# EXTRACTED RECORDS:
---+---
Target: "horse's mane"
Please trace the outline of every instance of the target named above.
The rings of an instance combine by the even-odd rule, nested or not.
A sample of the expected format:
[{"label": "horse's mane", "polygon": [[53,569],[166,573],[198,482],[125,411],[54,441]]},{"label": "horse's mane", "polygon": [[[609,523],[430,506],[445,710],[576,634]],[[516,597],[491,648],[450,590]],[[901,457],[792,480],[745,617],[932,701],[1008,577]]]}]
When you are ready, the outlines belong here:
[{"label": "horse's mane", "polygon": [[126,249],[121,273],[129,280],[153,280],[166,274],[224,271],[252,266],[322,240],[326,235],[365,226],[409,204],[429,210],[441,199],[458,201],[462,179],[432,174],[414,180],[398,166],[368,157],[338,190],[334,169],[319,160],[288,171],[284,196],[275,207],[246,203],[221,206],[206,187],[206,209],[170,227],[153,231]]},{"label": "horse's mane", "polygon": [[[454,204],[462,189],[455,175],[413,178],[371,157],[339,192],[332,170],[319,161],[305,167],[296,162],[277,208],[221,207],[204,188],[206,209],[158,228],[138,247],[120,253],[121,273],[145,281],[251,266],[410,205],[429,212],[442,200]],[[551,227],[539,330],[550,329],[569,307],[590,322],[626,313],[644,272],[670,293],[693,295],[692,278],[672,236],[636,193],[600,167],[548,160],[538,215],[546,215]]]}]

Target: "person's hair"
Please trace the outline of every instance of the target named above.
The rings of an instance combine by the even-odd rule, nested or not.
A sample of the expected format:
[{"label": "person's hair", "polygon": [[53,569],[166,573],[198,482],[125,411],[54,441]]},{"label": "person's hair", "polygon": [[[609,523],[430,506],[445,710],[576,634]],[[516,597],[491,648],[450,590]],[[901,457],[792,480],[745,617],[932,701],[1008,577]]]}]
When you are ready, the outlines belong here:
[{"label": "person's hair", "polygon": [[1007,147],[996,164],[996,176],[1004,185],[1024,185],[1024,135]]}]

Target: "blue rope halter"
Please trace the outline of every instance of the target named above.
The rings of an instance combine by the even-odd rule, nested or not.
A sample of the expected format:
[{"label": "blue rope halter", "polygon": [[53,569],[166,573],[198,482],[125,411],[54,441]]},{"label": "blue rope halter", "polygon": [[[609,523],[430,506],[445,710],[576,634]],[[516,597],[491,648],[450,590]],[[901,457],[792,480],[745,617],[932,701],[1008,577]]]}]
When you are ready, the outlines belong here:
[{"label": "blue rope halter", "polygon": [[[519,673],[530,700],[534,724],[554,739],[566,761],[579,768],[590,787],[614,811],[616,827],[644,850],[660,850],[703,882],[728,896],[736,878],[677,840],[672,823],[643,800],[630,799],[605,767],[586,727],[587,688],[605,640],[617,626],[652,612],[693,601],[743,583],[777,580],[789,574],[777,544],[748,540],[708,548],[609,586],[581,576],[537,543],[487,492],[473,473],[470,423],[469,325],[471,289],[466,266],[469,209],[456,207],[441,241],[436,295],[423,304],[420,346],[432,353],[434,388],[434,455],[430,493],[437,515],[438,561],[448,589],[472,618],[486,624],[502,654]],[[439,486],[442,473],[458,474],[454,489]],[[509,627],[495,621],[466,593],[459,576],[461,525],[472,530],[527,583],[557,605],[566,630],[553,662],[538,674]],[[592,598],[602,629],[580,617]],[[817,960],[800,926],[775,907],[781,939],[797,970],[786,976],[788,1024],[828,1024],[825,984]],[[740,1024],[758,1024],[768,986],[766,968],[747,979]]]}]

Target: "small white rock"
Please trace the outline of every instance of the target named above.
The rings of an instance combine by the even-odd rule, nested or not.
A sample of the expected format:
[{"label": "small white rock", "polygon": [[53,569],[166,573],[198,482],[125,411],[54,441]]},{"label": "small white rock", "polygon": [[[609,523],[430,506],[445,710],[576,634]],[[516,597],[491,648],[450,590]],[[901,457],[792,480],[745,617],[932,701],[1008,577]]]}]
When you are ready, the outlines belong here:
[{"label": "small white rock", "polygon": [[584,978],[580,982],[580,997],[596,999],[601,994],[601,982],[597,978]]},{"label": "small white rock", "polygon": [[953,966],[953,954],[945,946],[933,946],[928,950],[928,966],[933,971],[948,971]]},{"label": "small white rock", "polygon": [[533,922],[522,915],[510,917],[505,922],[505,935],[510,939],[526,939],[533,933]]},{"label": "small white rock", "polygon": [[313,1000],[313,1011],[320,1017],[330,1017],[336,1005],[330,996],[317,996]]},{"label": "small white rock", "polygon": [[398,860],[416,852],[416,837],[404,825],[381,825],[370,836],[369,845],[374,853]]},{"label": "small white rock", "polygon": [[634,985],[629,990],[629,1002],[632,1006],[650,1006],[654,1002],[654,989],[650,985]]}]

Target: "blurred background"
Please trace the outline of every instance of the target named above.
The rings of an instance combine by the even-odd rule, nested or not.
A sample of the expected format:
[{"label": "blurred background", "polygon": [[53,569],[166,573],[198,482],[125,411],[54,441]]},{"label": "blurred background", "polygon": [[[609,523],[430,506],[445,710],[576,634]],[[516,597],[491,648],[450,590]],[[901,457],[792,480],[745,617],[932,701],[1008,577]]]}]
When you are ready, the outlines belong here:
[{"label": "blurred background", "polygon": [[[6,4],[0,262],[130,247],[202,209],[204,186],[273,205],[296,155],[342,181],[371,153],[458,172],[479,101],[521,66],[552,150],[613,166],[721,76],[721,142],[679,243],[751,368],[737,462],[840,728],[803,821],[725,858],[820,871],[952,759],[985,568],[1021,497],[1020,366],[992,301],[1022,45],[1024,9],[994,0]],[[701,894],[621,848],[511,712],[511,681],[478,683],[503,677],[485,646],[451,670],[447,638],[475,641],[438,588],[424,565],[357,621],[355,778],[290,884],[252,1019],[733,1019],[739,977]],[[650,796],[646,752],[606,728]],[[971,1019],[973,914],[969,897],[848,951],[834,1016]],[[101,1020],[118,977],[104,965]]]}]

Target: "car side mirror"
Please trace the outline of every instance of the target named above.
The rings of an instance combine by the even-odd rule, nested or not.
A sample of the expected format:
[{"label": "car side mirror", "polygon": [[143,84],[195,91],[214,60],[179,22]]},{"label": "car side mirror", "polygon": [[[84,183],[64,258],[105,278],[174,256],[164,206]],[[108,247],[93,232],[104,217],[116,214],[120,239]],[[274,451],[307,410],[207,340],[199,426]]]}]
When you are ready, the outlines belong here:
---+---
# EXERCISE DETAILS:
Please give the material above once more, unchanged.

# FINISHED EXERCISE:
Target: "horse's mane"
Please trace the outline of every instance of the target named above.
The rings of an instance combine by the even-odd rule, nested or not.
A sample of the expected format:
[{"label": "horse's mane", "polygon": [[53,569],[166,573],[198,482],[125,411],[54,441]]},{"label": "horse's mane", "polygon": [[[609,523],[430,506],[445,710],[576,634]],[[516,597],[491,648],[450,590]],[[901,457],[792,480],[745,617],[932,701],[1008,577]]]}]
When you are ready, the outlines belong here:
[{"label": "horse's mane", "polygon": [[126,249],[121,273],[129,280],[153,280],[166,274],[224,271],[252,266],[322,240],[326,235],[365,226],[409,204],[429,210],[441,199],[458,201],[462,179],[432,174],[414,180],[398,166],[368,157],[338,190],[334,169],[319,160],[288,171],[284,196],[275,207],[246,203],[221,206],[206,187],[206,209],[170,227],[153,231]]},{"label": "horse's mane", "polygon": [[[454,204],[462,189],[455,175],[413,178],[371,157],[339,192],[332,170],[319,161],[305,167],[296,162],[277,208],[221,207],[204,188],[206,209],[158,228],[138,247],[120,253],[121,273],[145,281],[251,266],[410,205],[429,212],[442,200]],[[551,227],[539,330],[550,329],[569,307],[590,322],[626,313],[644,272],[670,293],[693,295],[692,278],[672,236],[636,193],[600,167],[548,160],[538,215],[546,215]]]}]

Target: "person's hair"
Please trace the outline of every instance of the target named above.
The rings of an instance combine by the even-odd rule, nested or not.
A sample of the expected format:
[{"label": "person's hair", "polygon": [[53,569],[166,573],[198,482],[125,411],[54,441]]},{"label": "person's hair", "polygon": [[[609,523],[430,506],[445,710],[576,634]],[[516,597],[491,648],[450,590]],[[901,457],[792,480],[745,617],[932,701],[1008,577]]]}]
When you are ready, the outlines belong here:
[{"label": "person's hair", "polygon": [[1007,147],[996,164],[996,176],[1004,185],[1024,185],[1024,135]]}]

Target: "blue rope halter"
Please trace the outline of every instance of the target named above.
The rings of an instance combine by the even-odd rule, nested or not.
A sample of the expected format:
[{"label": "blue rope halter", "polygon": [[53,569],[166,573],[198,482],[125,411],[54,441]]},{"label": "blue rope halter", "polygon": [[[609,523],[430,506],[445,710],[576,634]],[[516,597],[491,648],[450,590]],[[901,457],[792,480],[745,617],[932,701],[1008,577]]]}]
When you are ready, the outlines belong here:
[{"label": "blue rope halter", "polygon": [[[519,673],[530,700],[534,724],[554,739],[566,761],[579,768],[590,787],[614,811],[616,827],[644,850],[660,850],[703,882],[728,896],[736,878],[677,840],[672,823],[643,800],[630,799],[605,767],[586,727],[587,688],[605,640],[617,626],[652,612],[693,601],[743,583],[777,580],[789,574],[777,544],[748,540],[708,548],[609,586],[581,576],[537,543],[487,492],[473,473],[470,423],[469,325],[471,289],[466,266],[469,209],[456,207],[441,241],[436,295],[423,304],[420,346],[432,353],[434,388],[434,455],[430,493],[437,515],[438,561],[448,589],[472,618],[486,624],[502,654]],[[439,486],[442,473],[458,474],[454,489]],[[509,627],[495,621],[466,593],[459,576],[461,525],[472,530],[527,583],[557,605],[566,630],[553,662],[538,674]],[[592,598],[602,629],[580,617]],[[817,960],[800,926],[775,907],[781,939],[797,970],[786,976],[788,1024],[828,1024],[825,984]],[[740,1024],[758,1024],[768,986],[766,968],[747,979]]]}]

Target: "small white rock"
Please trace the outline of every instance of the target named above.
The rings of an instance combine by the even-odd rule, nested or not.
A sample of the expected format:
[{"label": "small white rock", "polygon": [[53,569],[166,573],[198,482],[125,411],[54,441]]},{"label": "small white rock", "polygon": [[[609,523],[430,506],[445,710],[576,634]],[[516,597],[491,648],[450,590]],[[901,457],[792,480],[745,617],[932,701],[1008,577]]]}]
When you are ready, the outlines belong here:
[{"label": "small white rock", "polygon": [[584,978],[580,982],[580,997],[596,999],[601,994],[601,982],[597,978]]},{"label": "small white rock", "polygon": [[953,966],[953,954],[945,946],[933,946],[928,950],[928,966],[933,971],[948,971]]},{"label": "small white rock", "polygon": [[533,922],[522,915],[510,917],[505,922],[505,935],[510,939],[526,939],[533,933]]},{"label": "small white rock", "polygon": [[313,1000],[313,1011],[320,1017],[330,1017],[336,1005],[330,996],[317,996]]},{"label": "small white rock", "polygon": [[398,860],[416,852],[416,837],[404,825],[381,825],[370,836],[369,845],[374,853]]},{"label": "small white rock", "polygon": [[634,985],[629,990],[629,1002],[632,1006],[650,1006],[654,1002],[654,989],[650,985]]}]

Target: "blurred background"
Please trace the outline of every instance of the target named above.
The rings of an instance combine by the even-odd rule, nested or not.
A sample of the expected format:
[{"label": "blurred background", "polygon": [[53,569],[166,573],[198,482],[125,411],[54,441]]},{"label": "blurred background", "polygon": [[[609,523],[430,506],[445,710],[576,634]],[[516,597],[491,648],[450,590]],[[901,457],[792,480],[745,617],[932,701],[1008,577]]]}]
When you are ready, the outlines belong here:
[{"label": "blurred background", "polygon": [[[6,4],[0,262],[130,247],[202,209],[204,186],[273,205],[296,155],[342,181],[371,153],[458,172],[479,101],[521,66],[552,150],[613,166],[721,76],[721,142],[679,243],[751,368],[737,462],[840,728],[803,821],[725,858],[820,871],[952,759],[985,568],[1021,497],[1020,366],[992,301],[1022,45],[1024,9],[994,0]],[[701,894],[621,848],[511,712],[511,681],[478,683],[503,677],[485,646],[451,670],[447,638],[475,641],[438,588],[424,565],[357,621],[355,778],[290,884],[252,1019],[733,1019],[739,977]],[[650,796],[646,752],[606,728]],[[971,1019],[973,914],[969,897],[848,951],[834,1016]],[[101,1020],[118,977],[104,965]]]}]

Target: "car side mirror"
Please trace the outline of every instance of the target named above.
The rings of an instance combine by the even-odd rule, nested or not.
A sample of the expected format:
[{"label": "car side mirror", "polygon": [[143,84],[195,91],[214,60],[179,22]]},{"label": "car side mirror", "polygon": [[[84,183],[64,258],[105,278],[174,256],[164,206]],[[108,247],[93,232],[104,217],[116,214],[120,239]],[[274,451],[307,410],[207,340],[199,426]]]}]
When you are ready, the outlines belong here:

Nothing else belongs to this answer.